Passage provided:
***
A count_distinct step.

Return type

Transformation

Raises
  • AssertionError – if an argument’s type differs from the expected type

  • UnknownTypeError – if a type-argument fails to parse

  • OpenDPException – packaged error from the core OpenDP library

opendp.trans.make_create_dataframe(col_names, K=None)[source]#

Make a Transformation that constructs a dataframe from a Vec<Vec<String>>.

Parameters
  • col_names (Any) – Column names for each record entry.

  • K (RuntimeTypeDescriptor) – categorical/hashable data type of column names

Returns

A create_dataframe step.

Return type

Transformation

Raises
  • AssertionError – if an argument’s type differs from the expected type

  • UnknownTypeError – if a type-argument fails to parse

  • OpenDPException – packaged error from the core OpenDP library

opendp.trans.make_identity(M, TA)[source]#

Make a Transformation that simply passes the data through.

Parameters
  • M (DatasetMetric) – dataset metric

  • TA (RuntimeTypeDescriptor) – Type of data passed to the identity function.

Returns

A identity step.

Return type

Transformation

Raises
  • AssertionError – if an argument’s type differs from the expected type

  • UnknownTypeError – if a type-argument fails to parse

  • OpenDPException – packaged error from the core OpenDP library

opendp.trans.make_impute_constant(constant, DA='OptionNullDomain<AllDomain<TA>>')[source]#

Make a Transformation that replaces null/None data with constant. By default, the input type is Vec<Option<TA>>, as emitted by make_cast. Set DA to InherentNullDomain<AllDomain<TA>> for imputing on types that have an inherent representation of nullity, like floats.

Parameters
  • constant (Any) – Value to replace nulls with.

  • DA (RuntimeTypeDescriptor) – domain of data being imputed. This is OptionNullDomain<AllDomain<TA>> or InherentNullDomain<AllDomain<TA>>

Returns

A impute_constant step.
***
Entries supplied:

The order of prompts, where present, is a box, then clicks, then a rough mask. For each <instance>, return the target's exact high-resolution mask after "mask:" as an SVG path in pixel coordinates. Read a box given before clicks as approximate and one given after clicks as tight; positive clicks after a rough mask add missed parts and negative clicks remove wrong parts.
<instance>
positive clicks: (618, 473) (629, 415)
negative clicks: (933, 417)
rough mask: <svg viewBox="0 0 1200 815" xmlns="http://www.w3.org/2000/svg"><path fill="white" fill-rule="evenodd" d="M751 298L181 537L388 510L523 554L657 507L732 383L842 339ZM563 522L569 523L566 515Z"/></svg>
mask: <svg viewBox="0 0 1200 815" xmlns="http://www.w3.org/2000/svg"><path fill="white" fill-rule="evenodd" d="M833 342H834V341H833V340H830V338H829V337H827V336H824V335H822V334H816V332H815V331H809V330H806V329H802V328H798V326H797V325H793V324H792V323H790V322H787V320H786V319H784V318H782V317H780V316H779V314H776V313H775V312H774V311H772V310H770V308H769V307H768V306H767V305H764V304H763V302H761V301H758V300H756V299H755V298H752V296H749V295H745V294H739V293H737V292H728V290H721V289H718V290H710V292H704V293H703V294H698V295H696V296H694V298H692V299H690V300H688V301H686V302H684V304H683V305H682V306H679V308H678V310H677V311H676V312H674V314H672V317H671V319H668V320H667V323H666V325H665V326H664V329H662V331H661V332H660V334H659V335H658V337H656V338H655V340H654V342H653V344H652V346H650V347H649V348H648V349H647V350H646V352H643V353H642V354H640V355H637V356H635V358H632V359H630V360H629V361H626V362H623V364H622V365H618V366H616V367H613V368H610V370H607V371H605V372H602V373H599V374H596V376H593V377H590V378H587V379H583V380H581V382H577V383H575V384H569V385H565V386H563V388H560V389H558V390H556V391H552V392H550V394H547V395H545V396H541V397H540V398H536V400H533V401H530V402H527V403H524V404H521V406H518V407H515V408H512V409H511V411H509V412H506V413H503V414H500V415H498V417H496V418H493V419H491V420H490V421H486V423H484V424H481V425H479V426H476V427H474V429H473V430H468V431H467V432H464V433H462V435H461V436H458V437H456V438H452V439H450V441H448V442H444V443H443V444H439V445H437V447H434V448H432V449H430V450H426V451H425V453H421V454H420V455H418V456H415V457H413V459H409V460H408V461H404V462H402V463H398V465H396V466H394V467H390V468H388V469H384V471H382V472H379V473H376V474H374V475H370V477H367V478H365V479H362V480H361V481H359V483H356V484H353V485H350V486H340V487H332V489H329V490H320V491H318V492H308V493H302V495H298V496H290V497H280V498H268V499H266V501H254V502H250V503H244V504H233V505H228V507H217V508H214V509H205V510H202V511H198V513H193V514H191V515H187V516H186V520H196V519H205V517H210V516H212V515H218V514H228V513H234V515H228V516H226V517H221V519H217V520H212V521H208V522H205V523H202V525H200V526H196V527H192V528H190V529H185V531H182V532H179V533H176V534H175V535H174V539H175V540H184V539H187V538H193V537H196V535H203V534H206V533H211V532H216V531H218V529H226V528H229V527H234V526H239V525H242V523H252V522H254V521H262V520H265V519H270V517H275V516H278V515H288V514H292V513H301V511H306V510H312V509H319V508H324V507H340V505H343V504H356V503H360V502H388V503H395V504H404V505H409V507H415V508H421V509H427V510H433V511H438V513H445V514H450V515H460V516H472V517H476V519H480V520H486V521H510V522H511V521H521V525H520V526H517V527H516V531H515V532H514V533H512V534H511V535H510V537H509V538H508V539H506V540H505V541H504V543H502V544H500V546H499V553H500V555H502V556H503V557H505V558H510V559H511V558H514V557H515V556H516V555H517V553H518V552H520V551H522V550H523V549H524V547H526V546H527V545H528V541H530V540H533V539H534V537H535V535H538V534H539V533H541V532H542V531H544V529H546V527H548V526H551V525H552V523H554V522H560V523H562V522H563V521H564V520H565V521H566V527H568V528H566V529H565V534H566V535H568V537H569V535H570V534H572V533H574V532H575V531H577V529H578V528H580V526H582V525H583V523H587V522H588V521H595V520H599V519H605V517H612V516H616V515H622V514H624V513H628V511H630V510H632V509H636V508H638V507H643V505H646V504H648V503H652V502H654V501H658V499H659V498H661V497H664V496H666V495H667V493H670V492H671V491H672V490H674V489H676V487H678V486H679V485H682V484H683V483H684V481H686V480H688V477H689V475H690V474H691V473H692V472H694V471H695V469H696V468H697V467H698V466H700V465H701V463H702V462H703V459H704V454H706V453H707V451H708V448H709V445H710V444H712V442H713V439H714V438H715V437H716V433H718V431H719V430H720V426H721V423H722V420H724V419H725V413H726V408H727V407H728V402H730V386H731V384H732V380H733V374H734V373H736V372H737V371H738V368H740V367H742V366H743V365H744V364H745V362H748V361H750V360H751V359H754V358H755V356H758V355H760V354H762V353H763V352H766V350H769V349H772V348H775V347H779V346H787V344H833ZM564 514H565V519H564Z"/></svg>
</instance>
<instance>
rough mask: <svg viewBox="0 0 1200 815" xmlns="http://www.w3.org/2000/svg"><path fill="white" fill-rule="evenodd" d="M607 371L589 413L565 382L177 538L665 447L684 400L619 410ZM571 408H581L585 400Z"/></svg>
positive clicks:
***
Instruction: Please reproduce the OpenDP transformation documentation above word for word, from start to finish.

Response to this task:
A count_distinct step.

Return type

Transformation

Raises
  • AssertionError – if an argument’s type differs from the expected type

  • UnknownTypeError – if a type-argument fails to parse

  • OpenDPException – packaged error from the core OpenDP library

opendp.trans.make_create_dataframe(col_names, K=None)[source]#

Make a Transformation that constructs a dataframe from a Vec<Vec<String>>.

Parameters
  • col_names (Any) – Column names for each record entry.

  • K (RuntimeTypeDescriptor) – categorical/hashable data type of column names

Returns

A create_dataframe step.

Return type

Transformation

Raises
  • AssertionError – if an argument’s type differs from the expected type

  • UnknownTypeError – if a type-argument fails to parse

  • OpenDPException – packaged error from the core OpenDP library

opendp.trans.make_identity(M, TA)[source]#

Make a Transformation that simply passes the data through.

Parameters
  • M (DatasetMetric) – dataset metric

  • TA (RuntimeTypeDescriptor) – Type of data passed to the identity function.

Returns

A identity step.

Return type

Transformation

Raises
  • AssertionError – if an argument’s type differs from the expected type

  • UnknownTypeError – if a type-argument fails to parse

  • OpenDPException – packaged error from the core OpenDP library

opendp.trans.make_impute_constant(constant, DA='OptionNullDomain<AllDomain<TA>>')[source]#

Make a Transformation that replaces null/None data with constant. By default, the input type is Vec<Option<TA>>, as emitted by make_cast. Set DA to InherentNullDomain<AllDomain<TA>> for imputing on types that have an inherent representation of nullity, like floats.

Parameters
  • constant (Any) – Value to replace nulls with.

  • DA (RuntimeTypeDescriptor) – domain of data being imputed. This is OptionNullDomain<AllDomain<TA>> or InherentNullDomain<AllDomain<TA>>

Returns

A impute_constant step.